• [Task set]:
1/ From the Moose article, list every color the team dropped when it changed its colors.
2/ Answer these from the Moose article:
(a) In what year did the original NHL Jets leave Winnipeg?
(b) What caused plans for the Thunder Bay arena and events centre to collapse?
(c) Where will the Jets and the Moose play their games?
3/ Extend the Moose article with a few more paragraphs, beginning after its final sentence.

• [Text extract]:
....

True North bought the Moose franchise and moved it to Winnipeg from Minnesota after the original NHL Jets left the city in 1996.

The Moose then shifted to St. John's when True North purchased and relocated the NHL's Atlanta Thrashers to Winnipeg in 2011. The Thrashers were renamed the Jets, while the Moose were renamed the IceCaps and ​became Jets' farm team.

In March, it was announced the Montreal Canadiens' AHL affiliate, the Hamilton Bulldogs, would be moving to St. John's, which opened the door for True North to bring the IceCaps closer to home.

Initially, the plan was for the team to move to Winnipeg while an arena was built in Thunder Bay. But plans for the arena and events centre in Thunder Bay collapsed when federal funding fell through.

On Monday, Chipman said the AHL team is expected to be here to stay for the foreseeable future, not for a brief, interim basis.

"It's absolutely our hope that this is long-term. I mean you can't say anything with absolute certainty other than we're going to give this our very best effort," he said.

"It's certainly Kevin [Cheveldayoff] and mine and our entire organizations' hope that this team will be here for a long, long time."

Cheveldayoff said both the Jets and Moose will play their games at the MTS Centre in downtown Winnipeg.

The Moose brought back the same snarling Moose logo they used the last time they were in the city but have changed their colours, dropping the green, black, bronze, and white and adopting the Jets' blue and white.

....

• [Data records]:
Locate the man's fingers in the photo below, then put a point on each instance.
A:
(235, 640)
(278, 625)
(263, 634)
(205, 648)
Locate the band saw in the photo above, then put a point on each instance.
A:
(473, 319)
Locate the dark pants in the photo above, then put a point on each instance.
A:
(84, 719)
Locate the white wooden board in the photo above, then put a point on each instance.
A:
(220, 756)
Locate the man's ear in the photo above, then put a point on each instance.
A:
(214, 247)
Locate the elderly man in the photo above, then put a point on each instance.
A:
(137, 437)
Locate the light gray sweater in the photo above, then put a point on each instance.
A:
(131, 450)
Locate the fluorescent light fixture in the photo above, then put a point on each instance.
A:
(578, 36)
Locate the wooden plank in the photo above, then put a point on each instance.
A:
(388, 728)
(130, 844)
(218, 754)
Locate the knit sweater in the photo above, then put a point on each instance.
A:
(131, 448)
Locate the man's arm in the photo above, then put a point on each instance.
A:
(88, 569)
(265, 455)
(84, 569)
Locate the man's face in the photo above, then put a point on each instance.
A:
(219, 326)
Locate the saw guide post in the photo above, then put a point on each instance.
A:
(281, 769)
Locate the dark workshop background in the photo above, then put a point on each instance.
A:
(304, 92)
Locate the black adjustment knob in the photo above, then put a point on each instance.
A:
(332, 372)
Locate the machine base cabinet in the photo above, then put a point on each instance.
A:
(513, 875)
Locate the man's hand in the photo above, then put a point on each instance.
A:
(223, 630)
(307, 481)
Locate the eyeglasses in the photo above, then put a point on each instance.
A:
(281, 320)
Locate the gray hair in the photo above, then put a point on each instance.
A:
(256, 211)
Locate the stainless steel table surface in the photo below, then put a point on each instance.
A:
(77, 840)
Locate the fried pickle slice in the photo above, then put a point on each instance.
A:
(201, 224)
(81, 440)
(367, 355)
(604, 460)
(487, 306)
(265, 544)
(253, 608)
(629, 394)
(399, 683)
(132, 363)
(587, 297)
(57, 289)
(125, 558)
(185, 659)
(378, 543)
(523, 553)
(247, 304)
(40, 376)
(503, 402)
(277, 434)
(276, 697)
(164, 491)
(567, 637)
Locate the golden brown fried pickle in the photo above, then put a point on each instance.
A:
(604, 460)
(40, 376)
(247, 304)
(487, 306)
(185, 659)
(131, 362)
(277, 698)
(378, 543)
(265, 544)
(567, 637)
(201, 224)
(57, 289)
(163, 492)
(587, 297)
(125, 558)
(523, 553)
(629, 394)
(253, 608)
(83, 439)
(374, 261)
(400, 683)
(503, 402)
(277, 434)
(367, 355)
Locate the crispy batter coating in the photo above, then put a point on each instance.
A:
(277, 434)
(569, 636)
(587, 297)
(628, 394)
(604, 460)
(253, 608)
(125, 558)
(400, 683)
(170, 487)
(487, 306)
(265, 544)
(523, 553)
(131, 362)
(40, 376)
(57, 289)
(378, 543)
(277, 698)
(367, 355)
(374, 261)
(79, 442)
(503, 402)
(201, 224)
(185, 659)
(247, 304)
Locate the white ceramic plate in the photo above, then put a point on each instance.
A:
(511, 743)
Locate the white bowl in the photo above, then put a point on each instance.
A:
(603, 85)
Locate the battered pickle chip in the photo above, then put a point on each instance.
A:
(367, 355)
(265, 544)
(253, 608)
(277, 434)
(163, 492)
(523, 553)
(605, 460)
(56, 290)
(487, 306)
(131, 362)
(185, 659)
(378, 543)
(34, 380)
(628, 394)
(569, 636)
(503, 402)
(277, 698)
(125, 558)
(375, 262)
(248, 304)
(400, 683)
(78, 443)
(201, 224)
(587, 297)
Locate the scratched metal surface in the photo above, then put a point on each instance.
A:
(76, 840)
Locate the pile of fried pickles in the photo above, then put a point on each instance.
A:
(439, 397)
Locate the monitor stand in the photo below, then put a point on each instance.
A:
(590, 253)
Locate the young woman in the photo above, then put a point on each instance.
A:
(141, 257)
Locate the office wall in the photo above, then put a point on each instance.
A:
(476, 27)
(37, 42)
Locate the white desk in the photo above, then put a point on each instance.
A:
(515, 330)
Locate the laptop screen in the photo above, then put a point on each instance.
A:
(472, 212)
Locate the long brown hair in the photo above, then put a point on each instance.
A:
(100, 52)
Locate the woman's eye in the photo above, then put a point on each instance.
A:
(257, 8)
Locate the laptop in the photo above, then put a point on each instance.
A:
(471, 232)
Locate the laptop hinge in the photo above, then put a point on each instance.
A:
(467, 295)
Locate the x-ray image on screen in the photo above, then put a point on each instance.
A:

....

• [Written answers]:
1/ Green, black, bronze, white

2/
(a) 1996
(b) Federal funding fell through.
(c) At the MTS Centre in downtown Winnipeg.

3/
However, unlike the Jets, the Moose will wear white jerseys at home and dark (navy) jerseys on the road — as per AHL rules.

Ticket prices

Going to a Moose game will be much more affordable than the Jets and fans can watch the NHL club's future stars before they get called up to the big show.

The average individual game ticket to see the Moose will be $19.63, which is actually cheaper than the $22 average back in 2011.

Prices vary depending on whether the seats are in the P1, P2 or P3 sections, ranging from $15 to $25. Game tickets for the Jets, in comparison, range from $100 to $140 for those same seats.

Season tickets will run from $570 to $950 for the Moose. The same season ticket seats command $4,600 to $6,400 for the Jets.

The Moose/IceCaps franchise has strong history of developing players for the NHL, some of whom include Michael Hutchinson, Adam Lowry, Alexandre Burrows, Alexander Edler, Cory Schneider, Eddie Lack, Ryan Kesler, and Kevin Bieksa.